--- Activity ---
Write out all of the lines below, exactly and completely.

=== Section Start ===

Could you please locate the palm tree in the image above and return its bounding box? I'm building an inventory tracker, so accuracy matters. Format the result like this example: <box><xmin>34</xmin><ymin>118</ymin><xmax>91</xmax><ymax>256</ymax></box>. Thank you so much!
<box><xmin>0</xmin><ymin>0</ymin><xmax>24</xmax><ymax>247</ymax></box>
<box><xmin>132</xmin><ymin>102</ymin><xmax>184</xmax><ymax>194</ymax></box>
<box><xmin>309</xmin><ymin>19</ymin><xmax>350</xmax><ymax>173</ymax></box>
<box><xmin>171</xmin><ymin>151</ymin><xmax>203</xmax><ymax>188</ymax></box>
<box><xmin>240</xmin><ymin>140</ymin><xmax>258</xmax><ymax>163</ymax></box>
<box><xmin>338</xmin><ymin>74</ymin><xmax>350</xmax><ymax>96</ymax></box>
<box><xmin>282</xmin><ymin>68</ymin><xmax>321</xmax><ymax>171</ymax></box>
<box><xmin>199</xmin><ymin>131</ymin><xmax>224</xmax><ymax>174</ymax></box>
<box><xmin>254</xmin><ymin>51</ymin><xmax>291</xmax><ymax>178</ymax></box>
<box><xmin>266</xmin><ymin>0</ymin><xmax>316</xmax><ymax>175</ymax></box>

=== Section End ===

--- Exercise output ---
Could you please locate the palm tree in the image above and return its bounding box? I'm building an inventory tracker, so accuracy matters. Format the result like this example: <box><xmin>34</xmin><ymin>118</ymin><xmax>91</xmax><ymax>256</ymax></box>. Thank you so much!
<box><xmin>0</xmin><ymin>0</ymin><xmax>24</xmax><ymax>247</ymax></box>
<box><xmin>132</xmin><ymin>102</ymin><xmax>184</xmax><ymax>194</ymax></box>
<box><xmin>309</xmin><ymin>19</ymin><xmax>350</xmax><ymax>173</ymax></box>
<box><xmin>171</xmin><ymin>151</ymin><xmax>203</xmax><ymax>188</ymax></box>
<box><xmin>240</xmin><ymin>140</ymin><xmax>258</xmax><ymax>163</ymax></box>
<box><xmin>338</xmin><ymin>74</ymin><xmax>350</xmax><ymax>96</ymax></box>
<box><xmin>282</xmin><ymin>68</ymin><xmax>321</xmax><ymax>171</ymax></box>
<box><xmin>199</xmin><ymin>131</ymin><xmax>224</xmax><ymax>174</ymax></box>
<box><xmin>254</xmin><ymin>51</ymin><xmax>291</xmax><ymax>178</ymax></box>
<box><xmin>266</xmin><ymin>0</ymin><xmax>316</xmax><ymax>175</ymax></box>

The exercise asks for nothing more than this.